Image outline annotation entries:

==================================================

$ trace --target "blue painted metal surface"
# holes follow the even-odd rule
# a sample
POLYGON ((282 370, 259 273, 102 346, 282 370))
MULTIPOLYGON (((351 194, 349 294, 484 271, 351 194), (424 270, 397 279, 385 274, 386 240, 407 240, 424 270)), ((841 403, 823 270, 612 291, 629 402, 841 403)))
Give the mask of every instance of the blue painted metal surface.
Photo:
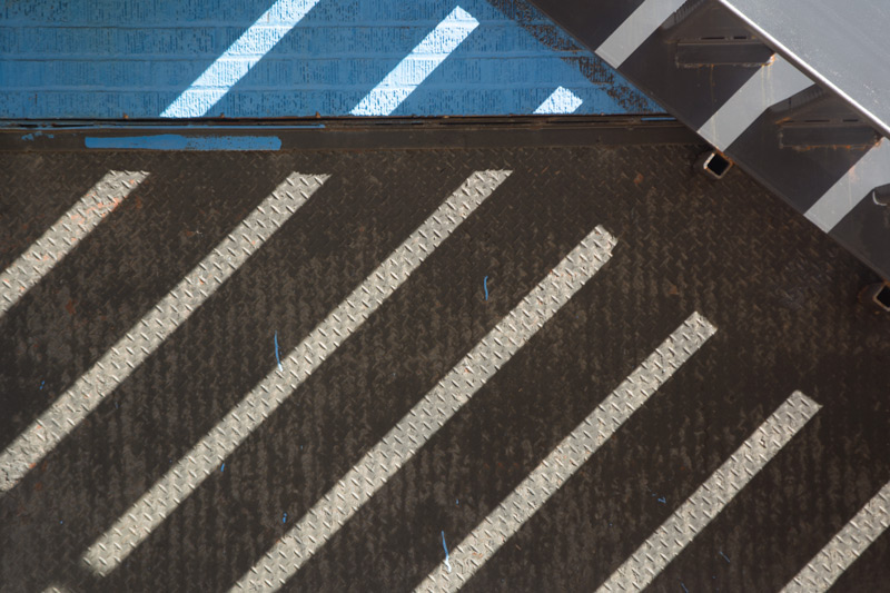
POLYGON ((348 116, 417 70, 389 115, 663 111, 524 0, 0 6, 0 119, 195 116, 170 109, 189 89, 212 96, 207 117, 348 116), (478 26, 455 45, 437 26, 458 6, 478 26))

==================================================

== The task ==
Edit the material above so that each "blue painted metal surface" reads "painted steel panel", with everything else left the same. Leave the picture out of your answer.

== Expected answer ==
$ trace --target "painted steel panel"
# holes follow the even-odd rule
# a sample
POLYGON ((282 370, 259 273, 102 346, 282 370))
MULTIPOLYGON (((351 194, 349 294, 484 271, 351 194), (424 270, 397 279, 385 274, 386 240, 407 240, 424 270)), ((841 403, 823 270, 612 291, 629 402, 841 403)))
Give the mask of every instance of the painted steel panel.
Photo:
POLYGON ((348 116, 417 70, 389 115, 663 111, 524 0, 0 6, 0 119, 195 116, 170 109, 189 89, 212 96, 207 117, 348 116), (478 26, 455 45, 437 26, 458 6, 478 26))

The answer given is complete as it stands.